- WRITTEN EXERCISE:
Can you copy the records from the line with "Practice step: put one dot on every instance of the downspout" through the end of the records, changing only the answer coordinates listed under each "Target:" line? Multiply each of those coordinates by 1.2 and round to a whole number, rounding halves up, and leave every other line unchanged, including its numbers.

--------------------

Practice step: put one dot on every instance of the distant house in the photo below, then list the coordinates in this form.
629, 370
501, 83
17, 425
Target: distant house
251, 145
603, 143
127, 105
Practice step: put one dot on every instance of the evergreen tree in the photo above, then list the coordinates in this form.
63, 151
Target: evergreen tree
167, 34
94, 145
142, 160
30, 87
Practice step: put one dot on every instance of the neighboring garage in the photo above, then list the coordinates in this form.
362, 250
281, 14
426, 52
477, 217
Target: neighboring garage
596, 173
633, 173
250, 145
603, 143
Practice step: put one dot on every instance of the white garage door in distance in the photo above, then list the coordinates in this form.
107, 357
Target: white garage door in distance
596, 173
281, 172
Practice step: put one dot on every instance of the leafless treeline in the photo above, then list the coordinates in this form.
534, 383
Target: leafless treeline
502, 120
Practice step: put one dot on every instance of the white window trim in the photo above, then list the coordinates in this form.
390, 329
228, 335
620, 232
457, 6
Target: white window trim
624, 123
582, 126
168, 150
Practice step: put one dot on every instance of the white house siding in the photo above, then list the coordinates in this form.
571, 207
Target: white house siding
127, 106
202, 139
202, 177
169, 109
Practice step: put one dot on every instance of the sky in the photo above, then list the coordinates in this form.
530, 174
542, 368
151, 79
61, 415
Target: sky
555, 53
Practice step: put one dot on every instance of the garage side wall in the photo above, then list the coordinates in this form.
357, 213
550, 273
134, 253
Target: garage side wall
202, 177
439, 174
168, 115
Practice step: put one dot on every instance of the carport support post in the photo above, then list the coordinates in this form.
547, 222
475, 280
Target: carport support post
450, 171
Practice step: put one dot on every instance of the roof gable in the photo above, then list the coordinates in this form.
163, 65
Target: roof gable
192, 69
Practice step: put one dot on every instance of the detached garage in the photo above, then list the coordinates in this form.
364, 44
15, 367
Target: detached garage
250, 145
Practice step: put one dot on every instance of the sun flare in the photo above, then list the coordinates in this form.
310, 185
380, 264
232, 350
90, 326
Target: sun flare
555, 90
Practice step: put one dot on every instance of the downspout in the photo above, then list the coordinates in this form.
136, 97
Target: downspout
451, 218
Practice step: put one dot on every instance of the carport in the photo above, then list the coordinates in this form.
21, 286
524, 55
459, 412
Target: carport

--------------------

- FULL RESPONSE:
Practice step: put one dot on every instance of the downspout in the photo above, then list the coordinates in this form.
136, 97
Target: downspout
541, 262
Practice step: put one dot on every instance of the carport in the photo above, then list the coordinates in this form.
21, 286
524, 55
459, 412
Target: carport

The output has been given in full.